> _The problem_
From the items below, pull out each line that contains the word "tall". Only matches with the same upper- and lowercase letters count.

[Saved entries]

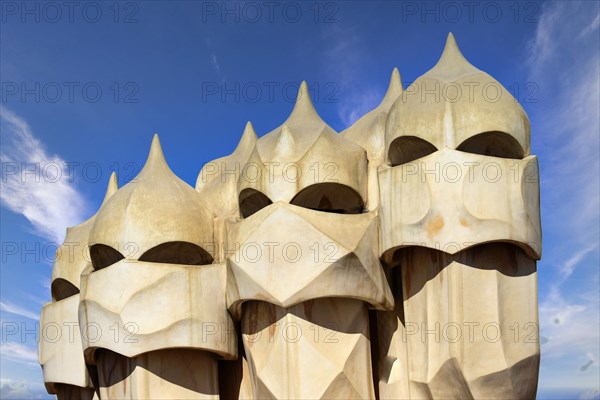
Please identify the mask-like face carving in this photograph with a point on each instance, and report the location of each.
(460, 221)
(61, 358)
(154, 285)
(305, 256)
(301, 153)
(452, 200)
(313, 254)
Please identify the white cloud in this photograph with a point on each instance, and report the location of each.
(569, 266)
(17, 310)
(564, 60)
(19, 352)
(49, 202)
(355, 100)
(215, 63)
(570, 325)
(13, 389)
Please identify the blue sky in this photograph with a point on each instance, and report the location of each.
(89, 85)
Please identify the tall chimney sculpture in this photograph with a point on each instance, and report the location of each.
(396, 259)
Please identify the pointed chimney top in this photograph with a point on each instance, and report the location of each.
(112, 187)
(395, 88)
(304, 110)
(452, 64)
(285, 142)
(156, 158)
(247, 141)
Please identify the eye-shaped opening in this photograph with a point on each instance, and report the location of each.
(408, 148)
(183, 253)
(102, 256)
(330, 197)
(494, 143)
(251, 201)
(62, 288)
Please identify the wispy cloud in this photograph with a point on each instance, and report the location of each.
(13, 389)
(355, 100)
(17, 310)
(564, 61)
(49, 202)
(569, 325)
(19, 352)
(569, 266)
(215, 63)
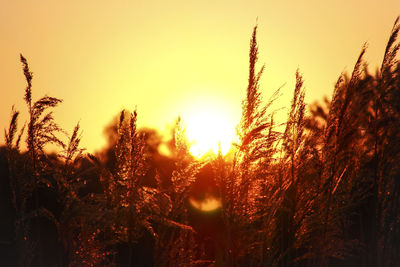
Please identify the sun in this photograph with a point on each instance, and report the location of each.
(208, 130)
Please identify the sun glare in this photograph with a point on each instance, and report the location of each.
(209, 131)
(208, 204)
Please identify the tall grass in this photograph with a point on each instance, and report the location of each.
(324, 192)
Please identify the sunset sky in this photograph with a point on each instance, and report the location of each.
(172, 58)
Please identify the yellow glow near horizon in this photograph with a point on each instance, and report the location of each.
(102, 56)
(208, 130)
(208, 204)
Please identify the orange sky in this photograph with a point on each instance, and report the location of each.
(161, 56)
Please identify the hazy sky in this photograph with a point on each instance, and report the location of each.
(169, 57)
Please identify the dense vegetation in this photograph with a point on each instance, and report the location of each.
(325, 191)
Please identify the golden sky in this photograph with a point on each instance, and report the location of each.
(167, 57)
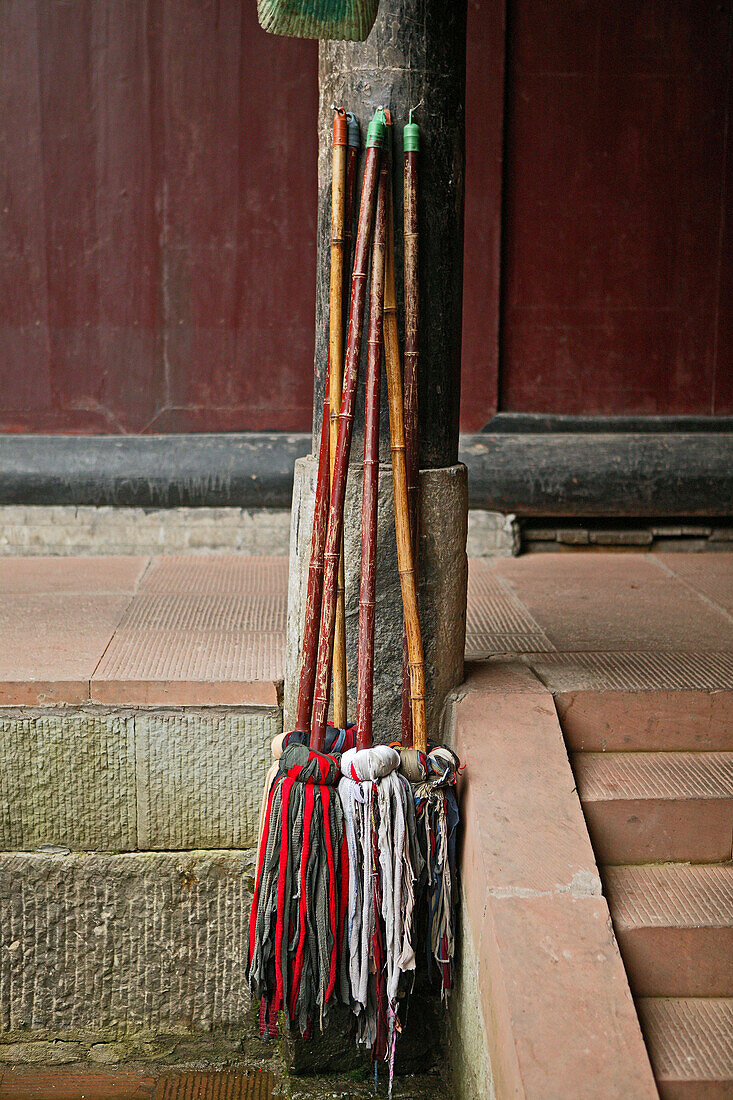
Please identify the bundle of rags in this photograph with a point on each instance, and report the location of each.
(383, 856)
(296, 923)
(431, 770)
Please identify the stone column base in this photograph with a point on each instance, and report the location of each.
(444, 576)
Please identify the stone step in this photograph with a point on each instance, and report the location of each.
(121, 779)
(690, 1043)
(134, 956)
(230, 1084)
(646, 806)
(606, 719)
(675, 927)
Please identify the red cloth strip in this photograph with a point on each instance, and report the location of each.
(326, 798)
(263, 845)
(297, 969)
(287, 783)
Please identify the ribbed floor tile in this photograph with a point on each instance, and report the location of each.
(212, 612)
(480, 646)
(647, 806)
(689, 1038)
(210, 656)
(216, 574)
(675, 926)
(636, 671)
(671, 895)
(217, 1086)
(654, 774)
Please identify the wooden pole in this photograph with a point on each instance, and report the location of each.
(336, 360)
(411, 139)
(405, 561)
(370, 493)
(315, 579)
(335, 529)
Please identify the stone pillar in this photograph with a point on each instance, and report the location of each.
(415, 56)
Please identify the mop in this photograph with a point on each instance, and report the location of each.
(384, 860)
(430, 772)
(299, 892)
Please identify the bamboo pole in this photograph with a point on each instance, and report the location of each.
(315, 576)
(370, 492)
(411, 140)
(336, 360)
(405, 559)
(335, 529)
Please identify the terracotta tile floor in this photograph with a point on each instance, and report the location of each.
(211, 629)
(80, 1085)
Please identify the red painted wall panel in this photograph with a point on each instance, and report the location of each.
(616, 119)
(157, 213)
(157, 218)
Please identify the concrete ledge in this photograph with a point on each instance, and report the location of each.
(556, 1004)
(127, 947)
(94, 779)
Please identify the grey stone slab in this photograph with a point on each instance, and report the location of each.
(123, 945)
(95, 779)
(67, 778)
(200, 776)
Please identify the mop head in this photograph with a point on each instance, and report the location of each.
(294, 924)
(433, 780)
(384, 864)
(318, 19)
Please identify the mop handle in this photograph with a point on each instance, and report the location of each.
(336, 360)
(405, 559)
(370, 493)
(315, 578)
(335, 529)
(411, 138)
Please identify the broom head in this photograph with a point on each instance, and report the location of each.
(318, 19)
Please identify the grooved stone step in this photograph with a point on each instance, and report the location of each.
(675, 926)
(690, 1043)
(91, 779)
(645, 806)
(126, 946)
(613, 721)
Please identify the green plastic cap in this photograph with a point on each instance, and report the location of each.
(411, 135)
(354, 132)
(376, 130)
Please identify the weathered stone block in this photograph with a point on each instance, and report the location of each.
(200, 776)
(492, 535)
(123, 945)
(67, 779)
(94, 779)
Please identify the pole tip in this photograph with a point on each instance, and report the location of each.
(376, 130)
(411, 135)
(340, 127)
(354, 130)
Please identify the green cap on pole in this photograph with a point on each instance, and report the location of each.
(411, 135)
(376, 130)
(354, 132)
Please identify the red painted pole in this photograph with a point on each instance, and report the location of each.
(335, 529)
(411, 138)
(369, 504)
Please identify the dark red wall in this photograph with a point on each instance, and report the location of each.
(157, 196)
(614, 207)
(157, 212)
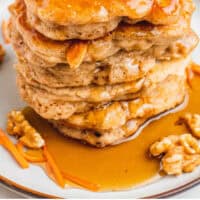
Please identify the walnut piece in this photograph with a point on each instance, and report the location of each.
(192, 121)
(18, 126)
(180, 153)
(2, 54)
(76, 54)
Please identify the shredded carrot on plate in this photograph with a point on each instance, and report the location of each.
(30, 158)
(54, 168)
(4, 32)
(196, 68)
(81, 182)
(5, 141)
(190, 75)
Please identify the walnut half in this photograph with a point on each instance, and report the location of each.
(192, 121)
(180, 153)
(18, 126)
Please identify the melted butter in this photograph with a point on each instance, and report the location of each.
(115, 167)
(87, 11)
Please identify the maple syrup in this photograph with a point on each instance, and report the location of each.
(115, 167)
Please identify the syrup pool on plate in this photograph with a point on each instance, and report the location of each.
(115, 167)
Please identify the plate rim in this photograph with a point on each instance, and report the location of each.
(28, 192)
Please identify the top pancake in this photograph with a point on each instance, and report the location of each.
(90, 19)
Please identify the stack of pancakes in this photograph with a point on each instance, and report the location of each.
(98, 69)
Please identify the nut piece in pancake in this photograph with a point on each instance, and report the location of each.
(18, 126)
(76, 54)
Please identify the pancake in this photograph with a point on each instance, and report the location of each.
(55, 106)
(121, 68)
(85, 19)
(157, 100)
(160, 42)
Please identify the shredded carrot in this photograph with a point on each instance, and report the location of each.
(196, 68)
(5, 141)
(81, 182)
(190, 76)
(33, 159)
(54, 168)
(4, 34)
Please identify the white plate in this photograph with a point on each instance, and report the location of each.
(33, 181)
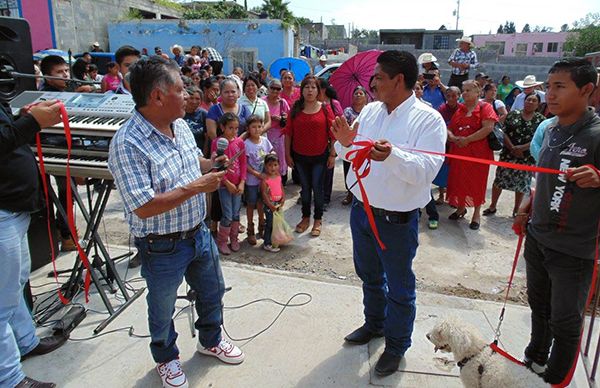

> _The solution_
Please identify the tall chimney sculpture in this photograph with a point on each instance, and report the location of each.
Please identify the tall grass in this photograph with a point on each instance, and report the location of each.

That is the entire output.